Text block:
>>>>>
"Something Blue" is the 22nd and final episode in the second season of the television series How I Met Your Mother. It originally aired on May 14, 2007.

Plot

With Marshall and Lily's wedding reception in full swing, Ted and Robin begin discussing a big announcement, and when Barney overhears, he harasses them until they relent, telling him of what happened 2–3 weeks before the wedding. Ted and Robin say that they have not revealed it before, because of the wedding.

In the restaurant where Ted and Robin had their first date, Ted and Robin receive two complementary glasses of champagne. Robin discovers an engagement ring at the bottom of the glass, and begins to think that Ted is proposing to her. Barney reacts in horror at the thought they might marry, and Ted reveals Robin reacted with similar horror. The proposal was actually meant for a couple at another table; when the mix-up is clarified, the other woman accepts, but Robin's horror and subsequent relief unearths unresolved issues between Ted and her.

The restaurant owner recognizes Ted is the man who stole his blue French horn, Ted runs away, but runs into a waiter, food getting all over Robin and him. The restaurant owner forces Ted to return the blue French horn in order to get his credit card and driver's license back. They go to Robin's apartment, and Robin discusses that she does not want to settle down, and that she has always wanted to travel the world, going to places such as Argentina. Ted also expresses this desire, saying that he wished he had studied abroad for a year while at college and claiming that Argentina also needs architects. Since he just finished a big project at work (the Seattle project), he feels that now is as good a time as ever to travel the world. Barney is again disgusted by this idea, not on the terms of their relationship, but due to concerns of his being lonely in New York and Argentina being economically unstable.

Ted and Robin then discuss the issue of kids. Robin does not want to have kids, but tells Ted that if she was to have anyone's kids, she would have his. Before having sex, they realize that neither of them have a condom and initially decide to hold off, but then decide to take the risk. At this point, a terrified Barney believes that Robin is pregnant with Ted's child. His fears seem confirmed when he sees Robin catching the bouquet and making a point of not drinking.

As Marshall and Lily leave on the honeymoon, Ted and Robin then reveal that after they had sex that night, they realized that their relationship was not heading in a direction either of them wanted to follow, and that they could no longer pretend that these issues did not matter to them. After exactly a year of being together in a relationship, Ted and Robin break up, although they decide to remain on amicable terms. This further stuns Barney, who wondered why he had not heard. Through a flashback to the episode "Showdown", they explain that they decided to hold off announcing the breakup because of Lily and Marshall's impending wedding. As Robin is asked by a little boy for a dance at the wedding reception, Barney tells Ted that even though he had always joked about the two of them breaking up, he thought that they were a good couple. Ted agrees, but says that they were not headed in the same direction. Ted then gets a drink from the bar and a cigar from Barney, and tells an overjoyed Barney that he's going to need a wingman again. Future Ted then reveals that they eventually both got what they wanted out of life; Robin went on to travel the world, while Ted met his future wife. Ted no longer considers Robin to be "The One", and is finally able to move on.
<<<<<
Entries provided:
>>>>>
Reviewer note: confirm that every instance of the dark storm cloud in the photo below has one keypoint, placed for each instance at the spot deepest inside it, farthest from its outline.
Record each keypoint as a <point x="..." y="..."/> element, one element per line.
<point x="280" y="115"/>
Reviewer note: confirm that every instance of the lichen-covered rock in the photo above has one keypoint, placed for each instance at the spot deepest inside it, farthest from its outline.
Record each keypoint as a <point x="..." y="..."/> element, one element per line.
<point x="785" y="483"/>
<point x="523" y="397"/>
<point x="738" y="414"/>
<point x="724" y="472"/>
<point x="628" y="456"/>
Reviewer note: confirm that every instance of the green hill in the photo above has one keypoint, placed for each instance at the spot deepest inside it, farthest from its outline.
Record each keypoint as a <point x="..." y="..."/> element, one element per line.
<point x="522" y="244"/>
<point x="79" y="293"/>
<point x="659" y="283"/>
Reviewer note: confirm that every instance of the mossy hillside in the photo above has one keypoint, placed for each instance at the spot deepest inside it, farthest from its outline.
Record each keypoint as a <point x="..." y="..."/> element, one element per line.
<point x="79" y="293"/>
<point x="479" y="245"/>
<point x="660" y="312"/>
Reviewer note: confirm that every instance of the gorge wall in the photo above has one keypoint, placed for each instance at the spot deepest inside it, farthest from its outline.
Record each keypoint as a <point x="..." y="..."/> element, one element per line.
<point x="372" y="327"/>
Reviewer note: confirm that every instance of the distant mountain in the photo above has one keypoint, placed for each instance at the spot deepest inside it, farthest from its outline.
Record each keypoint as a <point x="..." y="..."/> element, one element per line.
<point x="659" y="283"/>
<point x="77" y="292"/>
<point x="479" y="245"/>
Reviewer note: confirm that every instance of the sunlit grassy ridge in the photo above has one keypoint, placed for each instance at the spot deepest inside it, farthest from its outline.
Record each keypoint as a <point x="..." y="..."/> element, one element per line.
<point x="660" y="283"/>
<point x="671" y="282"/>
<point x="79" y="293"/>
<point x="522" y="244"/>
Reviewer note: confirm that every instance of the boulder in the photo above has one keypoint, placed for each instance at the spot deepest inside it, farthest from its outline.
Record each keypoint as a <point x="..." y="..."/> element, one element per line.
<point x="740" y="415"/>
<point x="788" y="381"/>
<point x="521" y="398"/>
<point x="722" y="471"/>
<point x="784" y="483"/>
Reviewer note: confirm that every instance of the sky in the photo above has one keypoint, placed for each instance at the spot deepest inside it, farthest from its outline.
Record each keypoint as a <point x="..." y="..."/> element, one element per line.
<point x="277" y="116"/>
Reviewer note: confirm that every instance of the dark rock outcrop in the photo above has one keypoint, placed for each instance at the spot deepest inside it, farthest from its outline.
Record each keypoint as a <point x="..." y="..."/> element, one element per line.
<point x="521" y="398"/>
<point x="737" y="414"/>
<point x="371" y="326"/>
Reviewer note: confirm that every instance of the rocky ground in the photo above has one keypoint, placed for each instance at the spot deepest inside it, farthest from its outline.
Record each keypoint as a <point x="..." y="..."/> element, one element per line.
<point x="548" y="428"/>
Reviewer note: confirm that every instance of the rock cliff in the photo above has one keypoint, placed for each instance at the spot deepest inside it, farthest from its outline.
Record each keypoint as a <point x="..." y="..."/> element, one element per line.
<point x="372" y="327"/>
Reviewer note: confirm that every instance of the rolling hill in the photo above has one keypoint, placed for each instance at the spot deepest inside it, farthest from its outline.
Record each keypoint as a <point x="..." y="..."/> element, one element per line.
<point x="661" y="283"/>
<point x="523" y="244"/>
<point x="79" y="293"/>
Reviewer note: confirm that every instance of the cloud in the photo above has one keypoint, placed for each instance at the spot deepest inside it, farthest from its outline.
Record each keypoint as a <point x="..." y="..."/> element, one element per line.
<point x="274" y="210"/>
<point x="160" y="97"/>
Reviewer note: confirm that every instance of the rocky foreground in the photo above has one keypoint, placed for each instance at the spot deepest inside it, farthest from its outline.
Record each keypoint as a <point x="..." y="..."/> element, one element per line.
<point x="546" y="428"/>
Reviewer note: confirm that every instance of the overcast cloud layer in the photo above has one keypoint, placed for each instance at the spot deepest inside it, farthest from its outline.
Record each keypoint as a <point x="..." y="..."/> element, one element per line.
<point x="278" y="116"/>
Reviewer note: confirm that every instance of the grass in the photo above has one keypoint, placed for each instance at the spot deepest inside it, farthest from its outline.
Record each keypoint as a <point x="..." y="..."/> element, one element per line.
<<<<<
Exercise tasks:
1: According to the episode summary, what did Robin find at the bottom of her champagne glass?
2: Echo the episode summary word for word, starting at "Ted and Robin then discuss" and ending at "of not drinking.".

Answers to the exercises:
1: An engagement ring.

2:
Ted and Robin then discuss the issue of kids. Robin does not want to have kids, but tells Ted that if she was to have anyone's kids, she would have his. Before having sex, they realize that neither of them have a condom and initially decide to hold off, but then decide to take the risk. At this point, a terrified Barney believes that Robin is pregnant with Ted's child. His fears seem confirmed when he sees Robin catching the bouquet and making a point of not drinking.